## What you have to do
Count the lines in the material below that contain the word "jacket", treating uppercase and lowercase as different. Reply with that number alone.

## Dataset
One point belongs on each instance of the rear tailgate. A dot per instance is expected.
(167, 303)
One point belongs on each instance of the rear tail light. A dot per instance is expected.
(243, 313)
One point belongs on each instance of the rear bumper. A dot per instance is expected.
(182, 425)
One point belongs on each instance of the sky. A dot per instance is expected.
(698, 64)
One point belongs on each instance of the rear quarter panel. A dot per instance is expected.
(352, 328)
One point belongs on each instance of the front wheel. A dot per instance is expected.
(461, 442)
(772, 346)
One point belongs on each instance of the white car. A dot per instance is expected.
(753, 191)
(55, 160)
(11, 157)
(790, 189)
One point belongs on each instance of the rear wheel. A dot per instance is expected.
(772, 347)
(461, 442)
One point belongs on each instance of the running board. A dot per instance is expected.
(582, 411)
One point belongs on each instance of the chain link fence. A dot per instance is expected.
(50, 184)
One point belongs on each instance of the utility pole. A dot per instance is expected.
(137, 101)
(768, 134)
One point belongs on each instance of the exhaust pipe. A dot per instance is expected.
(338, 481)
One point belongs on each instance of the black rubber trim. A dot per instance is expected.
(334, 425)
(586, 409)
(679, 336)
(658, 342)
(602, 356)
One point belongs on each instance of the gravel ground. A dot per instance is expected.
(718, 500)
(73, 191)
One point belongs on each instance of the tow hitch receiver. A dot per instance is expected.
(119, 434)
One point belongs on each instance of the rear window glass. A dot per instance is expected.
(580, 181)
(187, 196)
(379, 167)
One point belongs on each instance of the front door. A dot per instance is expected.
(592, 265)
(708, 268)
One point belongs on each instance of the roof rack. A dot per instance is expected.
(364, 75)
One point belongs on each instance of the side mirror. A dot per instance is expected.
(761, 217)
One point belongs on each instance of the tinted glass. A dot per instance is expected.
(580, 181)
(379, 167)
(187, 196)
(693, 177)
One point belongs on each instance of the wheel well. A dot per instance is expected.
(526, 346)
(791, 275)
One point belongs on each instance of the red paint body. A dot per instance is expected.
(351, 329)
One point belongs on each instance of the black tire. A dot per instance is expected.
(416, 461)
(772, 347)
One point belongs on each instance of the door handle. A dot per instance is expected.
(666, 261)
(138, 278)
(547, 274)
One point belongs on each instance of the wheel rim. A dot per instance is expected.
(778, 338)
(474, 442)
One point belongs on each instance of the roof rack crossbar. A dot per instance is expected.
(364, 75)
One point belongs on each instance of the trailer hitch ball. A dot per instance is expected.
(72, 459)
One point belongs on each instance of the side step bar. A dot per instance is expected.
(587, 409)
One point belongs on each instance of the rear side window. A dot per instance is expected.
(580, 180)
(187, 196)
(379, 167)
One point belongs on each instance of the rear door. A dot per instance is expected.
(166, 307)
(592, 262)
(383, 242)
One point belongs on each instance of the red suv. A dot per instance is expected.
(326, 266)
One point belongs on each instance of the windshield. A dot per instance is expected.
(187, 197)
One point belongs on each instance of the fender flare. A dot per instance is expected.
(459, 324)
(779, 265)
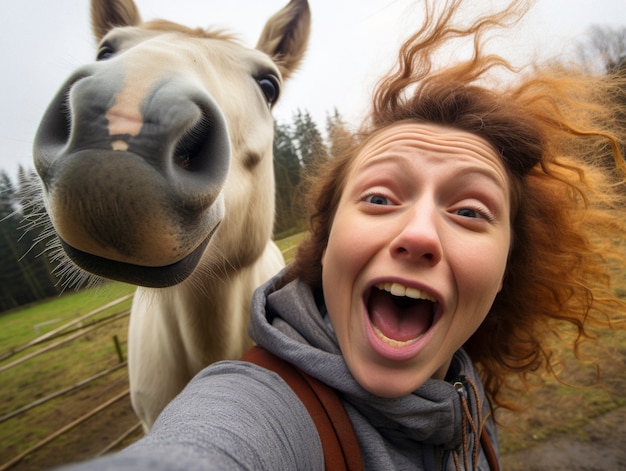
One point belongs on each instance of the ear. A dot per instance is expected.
(107, 14)
(286, 35)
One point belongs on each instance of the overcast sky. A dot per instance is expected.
(352, 43)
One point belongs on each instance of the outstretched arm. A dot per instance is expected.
(232, 416)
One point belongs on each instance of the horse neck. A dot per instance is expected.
(208, 313)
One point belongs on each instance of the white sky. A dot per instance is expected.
(352, 43)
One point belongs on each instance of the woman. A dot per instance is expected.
(462, 226)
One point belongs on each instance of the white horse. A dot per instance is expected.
(156, 163)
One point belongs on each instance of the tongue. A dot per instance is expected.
(396, 322)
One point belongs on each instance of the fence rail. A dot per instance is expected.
(62, 336)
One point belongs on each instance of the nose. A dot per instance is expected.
(419, 236)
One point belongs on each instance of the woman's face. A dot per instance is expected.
(416, 253)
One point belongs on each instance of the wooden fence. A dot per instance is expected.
(54, 340)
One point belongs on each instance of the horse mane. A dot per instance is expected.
(166, 25)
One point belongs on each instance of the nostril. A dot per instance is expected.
(188, 150)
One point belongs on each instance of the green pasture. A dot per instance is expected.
(553, 408)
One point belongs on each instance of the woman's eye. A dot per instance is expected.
(377, 199)
(468, 213)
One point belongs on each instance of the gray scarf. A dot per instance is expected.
(289, 323)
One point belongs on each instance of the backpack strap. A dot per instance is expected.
(489, 450)
(339, 442)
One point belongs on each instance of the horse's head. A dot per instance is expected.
(163, 146)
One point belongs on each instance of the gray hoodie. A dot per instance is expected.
(235, 415)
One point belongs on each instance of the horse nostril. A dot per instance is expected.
(189, 148)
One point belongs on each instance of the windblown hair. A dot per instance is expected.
(560, 135)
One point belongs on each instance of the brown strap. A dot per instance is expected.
(340, 445)
(490, 452)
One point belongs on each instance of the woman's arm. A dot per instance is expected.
(231, 416)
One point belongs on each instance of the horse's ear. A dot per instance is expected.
(286, 35)
(107, 14)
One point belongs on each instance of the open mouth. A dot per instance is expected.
(400, 315)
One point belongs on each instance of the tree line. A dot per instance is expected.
(26, 272)
(27, 269)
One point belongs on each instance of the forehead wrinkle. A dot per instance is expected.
(435, 142)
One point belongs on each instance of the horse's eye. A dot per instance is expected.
(106, 51)
(270, 88)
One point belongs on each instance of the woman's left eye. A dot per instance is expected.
(468, 213)
(377, 199)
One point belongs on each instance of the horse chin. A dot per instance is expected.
(148, 277)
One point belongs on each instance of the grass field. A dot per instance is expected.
(551, 410)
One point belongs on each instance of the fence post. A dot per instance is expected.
(118, 348)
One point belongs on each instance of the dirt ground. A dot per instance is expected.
(560, 427)
(600, 447)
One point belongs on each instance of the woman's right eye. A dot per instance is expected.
(377, 199)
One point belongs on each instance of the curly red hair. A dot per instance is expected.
(559, 134)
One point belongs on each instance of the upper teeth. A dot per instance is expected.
(400, 290)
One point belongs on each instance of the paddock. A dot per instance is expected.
(64, 395)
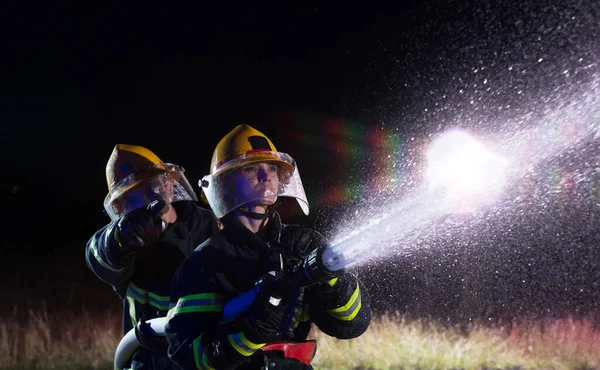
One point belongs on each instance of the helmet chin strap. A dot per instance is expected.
(260, 216)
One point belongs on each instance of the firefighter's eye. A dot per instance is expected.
(250, 169)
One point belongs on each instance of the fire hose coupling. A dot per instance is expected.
(316, 266)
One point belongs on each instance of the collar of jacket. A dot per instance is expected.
(238, 234)
(182, 226)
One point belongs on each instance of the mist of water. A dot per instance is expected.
(570, 126)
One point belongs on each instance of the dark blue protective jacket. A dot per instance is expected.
(143, 280)
(227, 265)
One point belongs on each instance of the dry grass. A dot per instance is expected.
(62, 341)
(85, 341)
(395, 343)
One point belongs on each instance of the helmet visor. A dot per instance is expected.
(162, 181)
(223, 197)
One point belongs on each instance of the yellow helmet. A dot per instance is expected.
(127, 159)
(136, 176)
(241, 146)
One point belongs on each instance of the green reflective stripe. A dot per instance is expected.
(348, 311)
(143, 296)
(132, 314)
(160, 302)
(96, 254)
(305, 313)
(243, 345)
(200, 356)
(204, 302)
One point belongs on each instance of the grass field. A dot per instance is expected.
(81, 340)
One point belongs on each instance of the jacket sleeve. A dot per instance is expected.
(103, 257)
(340, 307)
(197, 338)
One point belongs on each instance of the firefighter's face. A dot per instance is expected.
(157, 188)
(257, 184)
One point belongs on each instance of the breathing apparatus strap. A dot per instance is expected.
(261, 216)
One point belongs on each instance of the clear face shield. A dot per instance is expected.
(158, 182)
(238, 182)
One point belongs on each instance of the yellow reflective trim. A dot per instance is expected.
(354, 313)
(350, 301)
(201, 361)
(304, 313)
(96, 254)
(132, 315)
(203, 302)
(340, 311)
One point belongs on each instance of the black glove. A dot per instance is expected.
(149, 339)
(264, 321)
(140, 227)
(312, 270)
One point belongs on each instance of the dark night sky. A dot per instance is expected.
(77, 79)
(326, 84)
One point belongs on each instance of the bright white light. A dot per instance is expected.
(464, 170)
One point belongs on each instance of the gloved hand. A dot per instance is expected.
(312, 270)
(264, 320)
(305, 265)
(140, 227)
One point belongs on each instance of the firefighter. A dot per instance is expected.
(155, 223)
(238, 301)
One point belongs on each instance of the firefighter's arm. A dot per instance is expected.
(340, 307)
(105, 258)
(196, 335)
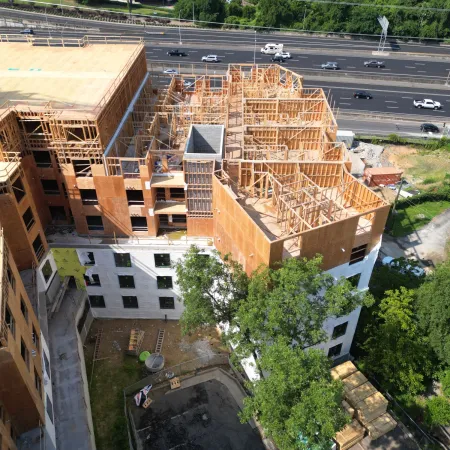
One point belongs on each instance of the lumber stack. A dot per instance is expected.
(365, 405)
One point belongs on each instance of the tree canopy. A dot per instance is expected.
(298, 399)
(211, 289)
(433, 310)
(396, 350)
(291, 302)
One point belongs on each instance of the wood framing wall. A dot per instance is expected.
(17, 379)
(236, 233)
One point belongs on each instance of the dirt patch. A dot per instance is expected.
(422, 168)
(176, 348)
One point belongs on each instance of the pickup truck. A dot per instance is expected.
(176, 53)
(427, 104)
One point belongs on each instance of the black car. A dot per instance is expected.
(362, 94)
(277, 58)
(429, 128)
(176, 53)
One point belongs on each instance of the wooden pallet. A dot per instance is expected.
(159, 341)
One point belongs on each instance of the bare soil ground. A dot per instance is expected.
(114, 370)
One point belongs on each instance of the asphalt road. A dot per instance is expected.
(239, 37)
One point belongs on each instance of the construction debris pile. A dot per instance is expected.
(366, 406)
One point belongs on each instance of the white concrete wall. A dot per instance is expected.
(144, 272)
(49, 421)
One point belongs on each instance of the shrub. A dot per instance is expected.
(437, 411)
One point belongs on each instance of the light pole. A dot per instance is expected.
(254, 52)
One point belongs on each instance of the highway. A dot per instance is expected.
(235, 47)
(239, 37)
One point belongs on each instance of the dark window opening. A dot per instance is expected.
(89, 196)
(95, 223)
(335, 351)
(75, 134)
(179, 218)
(339, 330)
(163, 219)
(42, 159)
(50, 187)
(97, 301)
(354, 280)
(46, 364)
(135, 197)
(161, 194)
(64, 190)
(11, 278)
(33, 127)
(126, 281)
(139, 224)
(58, 213)
(18, 190)
(167, 302)
(10, 321)
(28, 219)
(88, 258)
(162, 259)
(25, 353)
(122, 259)
(47, 271)
(49, 408)
(35, 337)
(82, 167)
(24, 309)
(38, 247)
(164, 282)
(177, 193)
(82, 320)
(358, 254)
(38, 383)
(93, 280)
(130, 301)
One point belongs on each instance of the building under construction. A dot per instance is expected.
(125, 168)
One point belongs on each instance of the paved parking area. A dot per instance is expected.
(396, 439)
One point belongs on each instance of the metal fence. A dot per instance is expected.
(178, 370)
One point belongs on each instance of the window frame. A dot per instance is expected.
(161, 279)
(127, 277)
(91, 297)
(162, 305)
(337, 333)
(162, 266)
(116, 257)
(130, 306)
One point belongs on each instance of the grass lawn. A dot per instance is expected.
(413, 218)
(106, 392)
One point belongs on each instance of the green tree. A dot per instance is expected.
(273, 13)
(292, 302)
(437, 411)
(204, 10)
(396, 350)
(211, 289)
(433, 310)
(298, 398)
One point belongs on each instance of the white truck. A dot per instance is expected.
(427, 104)
(272, 49)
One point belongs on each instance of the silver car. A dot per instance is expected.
(330, 66)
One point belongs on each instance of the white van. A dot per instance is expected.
(271, 49)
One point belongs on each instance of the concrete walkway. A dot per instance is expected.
(71, 417)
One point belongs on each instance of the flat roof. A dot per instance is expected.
(78, 77)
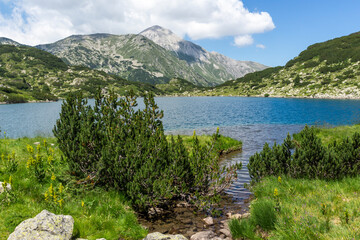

## Result below
3